◆ Problem description:
Give every item below as a two-column CSV with the columns input and output. Use one row per item, with its text under input and its answer under output, each in a single quoted field with line breaks replaced by spaces.

++++ Supplied data

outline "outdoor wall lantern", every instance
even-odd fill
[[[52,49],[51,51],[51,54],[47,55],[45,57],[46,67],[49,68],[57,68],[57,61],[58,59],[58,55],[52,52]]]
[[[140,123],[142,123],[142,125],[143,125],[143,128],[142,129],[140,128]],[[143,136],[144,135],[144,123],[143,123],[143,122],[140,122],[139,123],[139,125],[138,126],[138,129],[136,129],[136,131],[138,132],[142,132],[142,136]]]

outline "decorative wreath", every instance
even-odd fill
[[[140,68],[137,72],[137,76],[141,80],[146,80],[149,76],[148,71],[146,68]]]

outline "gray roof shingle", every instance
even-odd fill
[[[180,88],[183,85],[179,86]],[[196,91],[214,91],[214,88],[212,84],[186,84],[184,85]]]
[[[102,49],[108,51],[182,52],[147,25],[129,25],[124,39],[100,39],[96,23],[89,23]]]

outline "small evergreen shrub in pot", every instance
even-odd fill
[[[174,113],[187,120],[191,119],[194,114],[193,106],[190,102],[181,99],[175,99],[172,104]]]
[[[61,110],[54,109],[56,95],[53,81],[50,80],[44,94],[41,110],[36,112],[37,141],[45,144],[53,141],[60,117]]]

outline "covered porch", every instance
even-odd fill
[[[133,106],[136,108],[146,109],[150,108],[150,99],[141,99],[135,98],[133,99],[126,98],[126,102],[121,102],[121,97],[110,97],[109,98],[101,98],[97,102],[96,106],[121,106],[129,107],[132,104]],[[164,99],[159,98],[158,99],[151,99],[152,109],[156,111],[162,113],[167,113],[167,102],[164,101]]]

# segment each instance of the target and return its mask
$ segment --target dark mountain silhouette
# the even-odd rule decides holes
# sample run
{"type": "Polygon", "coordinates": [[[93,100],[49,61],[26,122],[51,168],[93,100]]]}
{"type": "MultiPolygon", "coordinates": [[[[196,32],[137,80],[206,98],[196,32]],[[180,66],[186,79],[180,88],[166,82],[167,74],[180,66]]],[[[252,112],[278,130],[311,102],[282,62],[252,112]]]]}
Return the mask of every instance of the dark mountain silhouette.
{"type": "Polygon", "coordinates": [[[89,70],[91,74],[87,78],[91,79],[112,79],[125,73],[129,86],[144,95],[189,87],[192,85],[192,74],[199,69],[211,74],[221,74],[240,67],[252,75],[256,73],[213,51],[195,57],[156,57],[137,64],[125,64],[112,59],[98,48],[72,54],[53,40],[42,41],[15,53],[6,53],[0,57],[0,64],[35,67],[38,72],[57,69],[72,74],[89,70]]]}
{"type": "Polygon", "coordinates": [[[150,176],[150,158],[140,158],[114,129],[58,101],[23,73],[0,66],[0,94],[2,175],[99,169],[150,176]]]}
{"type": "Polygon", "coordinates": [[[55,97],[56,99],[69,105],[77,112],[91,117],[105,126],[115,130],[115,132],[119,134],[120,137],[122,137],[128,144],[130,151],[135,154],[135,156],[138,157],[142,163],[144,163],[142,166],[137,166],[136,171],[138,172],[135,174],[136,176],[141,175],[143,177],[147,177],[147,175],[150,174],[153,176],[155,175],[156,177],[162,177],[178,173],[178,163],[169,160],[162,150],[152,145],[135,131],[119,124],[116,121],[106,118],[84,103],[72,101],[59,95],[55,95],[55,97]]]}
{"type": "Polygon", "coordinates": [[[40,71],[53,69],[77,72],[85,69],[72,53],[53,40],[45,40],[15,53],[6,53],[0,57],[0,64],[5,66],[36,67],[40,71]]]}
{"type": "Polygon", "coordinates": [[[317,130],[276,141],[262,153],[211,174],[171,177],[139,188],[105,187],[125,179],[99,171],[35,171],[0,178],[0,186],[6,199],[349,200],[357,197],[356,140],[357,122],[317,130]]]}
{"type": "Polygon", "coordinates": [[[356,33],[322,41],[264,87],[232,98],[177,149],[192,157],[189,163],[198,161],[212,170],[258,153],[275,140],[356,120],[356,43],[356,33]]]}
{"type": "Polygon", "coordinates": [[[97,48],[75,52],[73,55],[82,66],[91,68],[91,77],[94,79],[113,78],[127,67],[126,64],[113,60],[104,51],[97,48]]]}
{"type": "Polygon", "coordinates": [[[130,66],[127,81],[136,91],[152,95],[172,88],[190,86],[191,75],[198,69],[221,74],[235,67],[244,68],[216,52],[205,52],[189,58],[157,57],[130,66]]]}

++++++++

◆ Correct output:
input,output
"outline ""outdoor wall lantern"", every instance even-odd fill","[[[52,49],[51,51],[51,54],[47,55],[45,57],[46,67],[49,68],[57,68],[57,61],[58,59],[58,55],[52,52]]] [[[140,123],[142,123],[142,125],[143,125],[143,128],[142,129],[140,128]],[[143,136],[144,135],[144,123],[143,123],[143,122],[140,122],[139,123],[139,125],[138,126],[138,129],[136,129],[136,131],[138,132],[142,132],[142,136]]]"
"outline ""decorative wreath"", every instance even-odd fill","[[[140,68],[137,72],[137,76],[141,80],[146,80],[149,76],[148,71],[146,68]]]"
"outline ""gray roof shingle"", every instance even-odd fill","[[[180,88],[183,85],[179,86]],[[196,91],[214,91],[214,88],[212,84],[186,84],[184,85]]] [[[102,49],[108,51],[182,52],[147,25],[129,25],[124,39],[100,39],[96,23],[89,23]]]"
"outline ""small evergreen shrub in pot"", every instance even-odd fill","[[[174,113],[187,120],[191,119],[194,114],[193,106],[190,102],[181,99],[175,99],[172,104]]] [[[61,110],[54,109],[56,95],[53,81],[50,80],[44,94],[41,110],[36,112],[37,141],[45,144],[53,141],[60,117]]]"
"outline ""covered porch"", every instance even-odd fill","[[[133,106],[136,108],[146,109],[150,108],[150,99],[141,99],[135,98],[133,99],[126,98],[126,102],[121,102],[121,97],[110,97],[109,98],[101,98],[97,102],[96,106],[121,106],[129,107],[132,104]],[[164,99],[159,98],[158,99],[151,99],[152,109],[156,111],[162,113],[167,113],[167,102],[164,101]]]"
"# segment each instance of the target and return its mask $ segment --target dark mountain silhouette # the even-odd rule decides holes # sample run {""type"": ""Polygon"", ""coordinates"": [[[93,100],[49,61],[26,122],[51,168],[93,100]]]} {""type"": ""MultiPolygon"", ""coordinates"": [[[[196,32],[137,80],[206,98],[196,32]],[[180,66],[186,79],[180,88],[166,82],[167,74],[180,66]]],[[[252,112],[278,130],[311,102],[282,62],[252,112]]]]} Return the mask of every instance of the dark mountain silhouette.","{""type"": ""Polygon"", ""coordinates"": [[[89,70],[91,74],[87,78],[91,79],[112,79],[125,73],[129,86],[144,95],[189,87],[192,85],[192,74],[199,69],[211,74],[221,74],[240,67],[252,75],[256,73],[213,51],[195,57],[156,57],[137,64],[125,64],[112,59],[98,48],[72,54],[53,40],[42,41],[15,53],[6,53],[0,57],[0,64],[35,67],[38,72],[57,69],[72,74],[89,70]]]} {""type"": ""Polygon"", ""coordinates"": [[[150,176],[150,158],[140,158],[114,129],[58,101],[23,73],[0,66],[0,94],[2,175],[99,169],[150,176]]]} {""type"": ""Polygon"", ""coordinates"": [[[55,97],[56,99],[69,105],[77,112],[91,117],[105,126],[115,130],[115,132],[119,134],[120,137],[122,137],[128,144],[130,151],[135,154],[135,156],[138,157],[142,163],[144,163],[142,166],[137,166],[136,171],[138,172],[135,174],[136,176],[141,175],[143,177],[147,177],[147,175],[150,174],[153,176],[155,175],[156,177],[162,177],[178,173],[178,163],[169,160],[162,150],[152,145],[135,131],[119,124],[116,121],[106,118],[84,103],[72,101],[59,95],[55,95],[55,97]]]} {""type"": ""Polygon"", ""coordinates"": [[[40,71],[53,69],[77,72],[85,69],[72,53],[53,40],[45,40],[15,53],[6,53],[0,57],[0,64],[5,66],[36,67],[40,71]]]} {""type"": ""Polygon"", ""coordinates"": [[[317,130],[276,141],[262,153],[211,174],[171,177],[139,188],[105,187],[125,179],[99,171],[35,171],[0,178],[0,186],[6,199],[349,200],[357,197],[356,140],[357,122],[317,130]]]} {""type"": ""Polygon"", ""coordinates"": [[[356,33],[322,41],[264,87],[232,98],[177,149],[192,157],[189,163],[198,161],[212,170],[258,153],[275,140],[356,120],[356,43],[356,33]]]} {""type"": ""Polygon"", ""coordinates"": [[[97,48],[75,52],[73,55],[82,66],[91,68],[91,77],[94,79],[113,78],[127,67],[126,64],[113,60],[104,51],[97,48]]]} {""type"": ""Polygon"", ""coordinates"": [[[130,66],[127,81],[136,91],[152,95],[172,88],[190,86],[191,75],[198,69],[221,74],[235,67],[244,68],[216,52],[205,52],[189,58],[157,57],[130,66]]]}"